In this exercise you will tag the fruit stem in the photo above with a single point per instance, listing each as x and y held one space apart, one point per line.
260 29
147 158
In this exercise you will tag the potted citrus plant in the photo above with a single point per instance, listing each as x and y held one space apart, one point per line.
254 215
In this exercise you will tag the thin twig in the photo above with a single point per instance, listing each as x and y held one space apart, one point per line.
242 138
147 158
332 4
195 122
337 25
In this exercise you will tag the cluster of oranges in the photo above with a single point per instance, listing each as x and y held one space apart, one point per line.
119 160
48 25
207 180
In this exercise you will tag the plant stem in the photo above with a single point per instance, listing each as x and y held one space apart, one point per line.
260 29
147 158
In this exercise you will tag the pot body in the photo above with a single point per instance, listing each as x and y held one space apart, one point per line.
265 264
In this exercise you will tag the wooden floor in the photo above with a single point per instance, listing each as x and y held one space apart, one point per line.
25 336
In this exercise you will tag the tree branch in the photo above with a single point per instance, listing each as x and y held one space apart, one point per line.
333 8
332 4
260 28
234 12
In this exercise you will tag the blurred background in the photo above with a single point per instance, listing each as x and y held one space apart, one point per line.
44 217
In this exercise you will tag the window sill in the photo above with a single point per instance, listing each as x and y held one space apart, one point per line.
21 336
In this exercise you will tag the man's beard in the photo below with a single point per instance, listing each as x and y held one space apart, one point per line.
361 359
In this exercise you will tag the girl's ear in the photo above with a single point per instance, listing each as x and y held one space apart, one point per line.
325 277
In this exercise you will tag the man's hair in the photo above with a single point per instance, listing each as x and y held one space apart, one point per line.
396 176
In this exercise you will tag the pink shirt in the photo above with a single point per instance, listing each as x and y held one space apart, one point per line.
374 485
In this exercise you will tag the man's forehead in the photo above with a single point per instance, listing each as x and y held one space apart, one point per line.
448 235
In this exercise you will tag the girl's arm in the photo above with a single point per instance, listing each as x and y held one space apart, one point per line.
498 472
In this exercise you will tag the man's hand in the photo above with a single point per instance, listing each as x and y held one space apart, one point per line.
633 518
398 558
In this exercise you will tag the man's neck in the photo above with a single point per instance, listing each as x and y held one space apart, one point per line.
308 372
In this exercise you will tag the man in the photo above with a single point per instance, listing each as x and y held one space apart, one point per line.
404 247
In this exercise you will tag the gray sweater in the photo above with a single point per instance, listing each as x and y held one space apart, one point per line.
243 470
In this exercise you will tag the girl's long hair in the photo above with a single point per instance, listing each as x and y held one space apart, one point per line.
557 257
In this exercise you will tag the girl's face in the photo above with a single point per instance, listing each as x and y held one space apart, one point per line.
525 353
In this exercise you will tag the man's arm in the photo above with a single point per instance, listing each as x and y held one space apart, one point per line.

-=-=-

Exercise directions: Could you set down every line above exactly as written?

Solution below:
In this exercise you will tag the fruit stem in the photo above with a single point per instance, listing each as x and y held one space apart, one point per line.
260 29
147 158
In this exercise you will tag the potted citrus plant in the photo above with a single point per instance, listing each as x and y held one space apart, one point per line.
254 215
In this exercise you will tag the thin twig in the photo above with a single point per instance, listing each as x and y held one space apart, one point per line.
242 138
147 158
332 4
195 122
337 25
In this exercise you will tag the cluster of oranges in the photo above with a single point per instance, listing each as x and y held one space apart, one point per line.
119 160
48 25
207 180
In this exercise you will tag the plant stem in the photo above with a single point per instance, listing each as x and y held one space apart, one point per line.
260 29
147 158
In this exercise you will tag the pot body in the photo above with a single point per instance, listing each as x and y held one space apart, one point per line.
265 264
In this exercise you will tag the wooden floor in the photo above with a single point per instance, listing each as x and y held one space apart, one point per line.
25 336
In this exercise you will tag the tree branch in the photo above with a single point per instance, listing each as x and y held one space apart, one point per line.
333 8
332 4
260 28
234 12
In this exercise you will tag the blurred background in the photo above with a single point per instance, listing each as x and y held one space apart, one point per line.
44 217
In this exercise you will tag the window sill in the photo above with a single point per instance, listing each as x and y held one space apart, one point per line.
21 336
In this exercise you will tag the man's beard in the photo below with a single point per instance, listing each as x and y held one space apart, one point per line.
361 359
In this exercise you will tag the girl's ear in the photo above with a single point per instance, listing each as x and y held one space apart, one point per line.
325 277
In this exercise you will tag the man's hair in the photo above with a single point per instance, listing each as x and y held one space apart, one point per line.
396 176
In this exercise you will tag the pink shirt in the photo above with a single point per instance, listing each as x and y held one space apart, one point per line.
374 485
In this exercise you will tag the man's forehead in the photo above with a single point per instance, listing each as x and y held one space apart, one point per line.
448 235
In this exercise you will tag the girl's arm in the photo above with a single point per instance, listing each as x and y held one space apart, one point per line.
498 472
In this exercise you will tag the man's hand in the photo above with a single point per instance, listing each as x and y held one space apart, one point per line.
633 518
398 558
In this exercise you will tag the man's neck in the photo above with a single point per instance, listing each as x and y held one space apart, one point per line.
308 372
In this exercise you will tag the man in the photo above with a single point per instance, listing each as x and y held one space apart, one point per line.
404 247
In this exercise you will tag the gray sweater in the photo above with a single point per instance, listing each as x and y held one space apart, one point per line.
243 470
In this exercise you will tag the girl's long hair in the photo above with a single point per instance, listing each as x and y held one space apart, one point per line.
557 257
In this exercise you will tag the girl's face in the photo above with a single point per instance, listing each as x and y held one space apart, one point per line.
525 353
In this exercise you will tag the man's arm in the photo above with a single point per instance, listing each as x and y held one space apart, one point per line.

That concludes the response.